» **Texto proporcionado**
☆ ☆ ☆ ☆

La reina Isabel II se mantuvo 26.000 días en el trono de Inglaterra. Es raro ponerlo en esos términos. La idea de monarcas y monarquías parece pintoresca, anticuada y casi absurda en la tercera década del siglo XXI; ¿cómo comprender la reverencia por la monarquía del inglés nacido libre?
Sí, Gran Bretaña es una sociedad famosa por su conciencia de clase, y una cultura y estilo de vida rudimentarias y descaradas que parecen totalmente en desacuerdo con el protocolo, la pompa, la riqueza y los adornos de la realeza. Al mismo tiempo, la familia real estuvo envuelta en un sinnúmero de escándalos, golpeada a lo largo de los años por dramas desagradables: Charles y Diana, Charles y Camilla, el príncipe Andrew y Jeffrey Epstein. Basta con escribir en cualquier buscador “familia real inglesa”, basta con decir que la familia real mantiene el negocio de las noticias del espectáculo sin necesidad de recurrir a otros ricos o famosos.

☆ ☆ ☆ ☆

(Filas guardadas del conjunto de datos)
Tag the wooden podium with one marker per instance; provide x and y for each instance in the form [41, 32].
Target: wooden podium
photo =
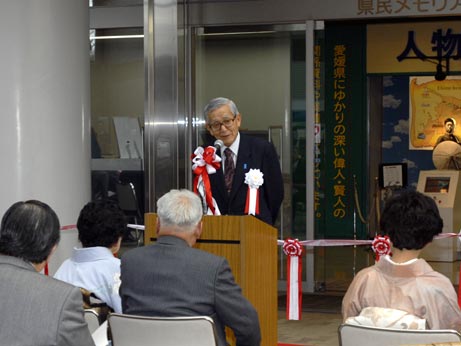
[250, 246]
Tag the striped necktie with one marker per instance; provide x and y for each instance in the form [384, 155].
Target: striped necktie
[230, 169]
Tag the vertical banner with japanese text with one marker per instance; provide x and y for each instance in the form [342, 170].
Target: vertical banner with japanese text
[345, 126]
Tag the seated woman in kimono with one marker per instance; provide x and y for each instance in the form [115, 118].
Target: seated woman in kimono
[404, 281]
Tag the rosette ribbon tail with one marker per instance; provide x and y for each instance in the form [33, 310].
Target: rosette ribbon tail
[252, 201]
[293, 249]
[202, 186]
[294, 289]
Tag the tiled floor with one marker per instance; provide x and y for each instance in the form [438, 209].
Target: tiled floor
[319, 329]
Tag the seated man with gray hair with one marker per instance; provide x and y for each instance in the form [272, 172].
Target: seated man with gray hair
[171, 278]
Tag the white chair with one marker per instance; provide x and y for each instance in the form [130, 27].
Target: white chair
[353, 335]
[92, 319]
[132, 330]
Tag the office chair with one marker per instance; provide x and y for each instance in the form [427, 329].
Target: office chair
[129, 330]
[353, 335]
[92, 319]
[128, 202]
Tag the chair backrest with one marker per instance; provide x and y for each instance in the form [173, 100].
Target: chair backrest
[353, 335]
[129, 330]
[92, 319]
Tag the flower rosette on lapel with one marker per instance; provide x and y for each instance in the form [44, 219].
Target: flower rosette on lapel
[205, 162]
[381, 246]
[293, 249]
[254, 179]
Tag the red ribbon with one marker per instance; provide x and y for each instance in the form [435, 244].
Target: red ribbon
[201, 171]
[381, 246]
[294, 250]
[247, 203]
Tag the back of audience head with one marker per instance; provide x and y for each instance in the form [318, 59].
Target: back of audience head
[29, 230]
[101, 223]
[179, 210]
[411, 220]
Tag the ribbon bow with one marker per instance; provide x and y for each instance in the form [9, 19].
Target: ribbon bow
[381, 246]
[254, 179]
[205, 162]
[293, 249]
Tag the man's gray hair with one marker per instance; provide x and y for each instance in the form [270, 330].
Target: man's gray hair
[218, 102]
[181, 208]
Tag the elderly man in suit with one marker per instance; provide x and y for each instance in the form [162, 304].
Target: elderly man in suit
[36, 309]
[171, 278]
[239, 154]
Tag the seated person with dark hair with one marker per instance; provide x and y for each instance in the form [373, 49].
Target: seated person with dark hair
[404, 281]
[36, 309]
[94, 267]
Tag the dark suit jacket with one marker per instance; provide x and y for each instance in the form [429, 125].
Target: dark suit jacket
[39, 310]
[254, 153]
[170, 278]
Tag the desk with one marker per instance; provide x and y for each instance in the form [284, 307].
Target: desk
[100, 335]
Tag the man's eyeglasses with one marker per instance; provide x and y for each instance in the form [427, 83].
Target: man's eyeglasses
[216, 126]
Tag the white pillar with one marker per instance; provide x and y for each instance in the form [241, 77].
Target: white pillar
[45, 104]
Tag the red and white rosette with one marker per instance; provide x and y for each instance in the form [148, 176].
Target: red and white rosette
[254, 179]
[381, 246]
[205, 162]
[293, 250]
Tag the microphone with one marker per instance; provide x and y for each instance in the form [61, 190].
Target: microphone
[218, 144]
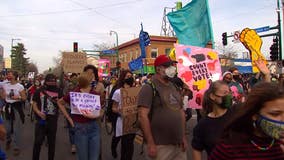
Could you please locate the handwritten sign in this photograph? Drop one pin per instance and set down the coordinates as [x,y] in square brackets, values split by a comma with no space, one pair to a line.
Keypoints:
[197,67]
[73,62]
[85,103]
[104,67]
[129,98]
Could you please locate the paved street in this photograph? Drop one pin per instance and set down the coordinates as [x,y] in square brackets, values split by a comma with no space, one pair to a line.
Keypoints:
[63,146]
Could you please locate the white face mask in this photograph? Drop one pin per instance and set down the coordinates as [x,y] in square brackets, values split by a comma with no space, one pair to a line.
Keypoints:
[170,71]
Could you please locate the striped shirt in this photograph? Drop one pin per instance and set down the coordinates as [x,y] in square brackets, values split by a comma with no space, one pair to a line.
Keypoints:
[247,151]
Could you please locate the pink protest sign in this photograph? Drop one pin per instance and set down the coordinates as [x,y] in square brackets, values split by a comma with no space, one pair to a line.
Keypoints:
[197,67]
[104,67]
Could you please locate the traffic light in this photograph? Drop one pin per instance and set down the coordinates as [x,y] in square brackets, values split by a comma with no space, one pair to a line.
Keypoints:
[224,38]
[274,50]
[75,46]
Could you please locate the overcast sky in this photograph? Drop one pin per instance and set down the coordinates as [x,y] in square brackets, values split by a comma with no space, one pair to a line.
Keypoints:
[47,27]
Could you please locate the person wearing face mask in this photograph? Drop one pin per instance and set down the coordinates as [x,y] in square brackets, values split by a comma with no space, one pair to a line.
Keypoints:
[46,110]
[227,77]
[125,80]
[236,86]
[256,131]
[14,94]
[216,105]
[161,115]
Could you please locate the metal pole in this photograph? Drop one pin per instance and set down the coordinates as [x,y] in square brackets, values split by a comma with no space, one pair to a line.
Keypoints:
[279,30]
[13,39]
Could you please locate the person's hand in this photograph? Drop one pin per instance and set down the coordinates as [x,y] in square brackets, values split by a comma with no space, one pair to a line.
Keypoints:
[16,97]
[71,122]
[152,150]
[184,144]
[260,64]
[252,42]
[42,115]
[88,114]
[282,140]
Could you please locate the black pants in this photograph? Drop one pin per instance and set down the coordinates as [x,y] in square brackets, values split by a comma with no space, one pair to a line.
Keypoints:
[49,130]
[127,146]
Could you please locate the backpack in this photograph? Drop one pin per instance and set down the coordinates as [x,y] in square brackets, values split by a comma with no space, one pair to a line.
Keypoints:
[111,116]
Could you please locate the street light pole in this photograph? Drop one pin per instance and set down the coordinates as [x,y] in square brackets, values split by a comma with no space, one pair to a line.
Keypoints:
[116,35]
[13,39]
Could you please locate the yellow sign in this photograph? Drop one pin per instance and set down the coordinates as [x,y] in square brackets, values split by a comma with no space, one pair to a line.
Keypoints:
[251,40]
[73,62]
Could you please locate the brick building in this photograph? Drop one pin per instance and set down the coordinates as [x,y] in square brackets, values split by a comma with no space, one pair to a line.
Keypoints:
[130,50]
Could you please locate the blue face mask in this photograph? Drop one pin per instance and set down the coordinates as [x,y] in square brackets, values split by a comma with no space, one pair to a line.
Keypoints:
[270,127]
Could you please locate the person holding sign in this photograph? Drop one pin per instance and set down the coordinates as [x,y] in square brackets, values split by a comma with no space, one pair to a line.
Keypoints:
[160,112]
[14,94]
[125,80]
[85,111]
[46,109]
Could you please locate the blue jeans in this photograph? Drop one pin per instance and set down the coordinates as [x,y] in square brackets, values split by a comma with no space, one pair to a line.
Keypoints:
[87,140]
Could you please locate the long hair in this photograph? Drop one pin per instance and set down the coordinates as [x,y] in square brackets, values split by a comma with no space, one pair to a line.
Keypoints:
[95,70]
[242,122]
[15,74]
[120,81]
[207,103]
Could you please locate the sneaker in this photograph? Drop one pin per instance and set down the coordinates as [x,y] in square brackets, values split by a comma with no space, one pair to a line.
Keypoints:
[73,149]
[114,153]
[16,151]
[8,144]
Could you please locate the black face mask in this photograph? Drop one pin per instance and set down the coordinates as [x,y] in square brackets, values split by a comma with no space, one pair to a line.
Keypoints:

☆ ☆ ☆ ☆

» **Instrucciones**
Reescribe el fragmento del texto sobre la reina Isabel II que empieza con las palabras "La reina Isabel" y termina con "inglés nacido libre?", sustituyendo "Inglaterra" por "Gran Bretaña".

» **Respuesta**
La reina Isabel II se mantuvo 26.000 días en el trono de Gran Bretaña. Es raro ponerlo en esos términos. La idea de monarcas y monarquías parece pintoresca, anticuada y casi absurda en la tercera década del siglo XXI; ¿cómo comprender la reverencia por la monarquía del inglés nacido libre?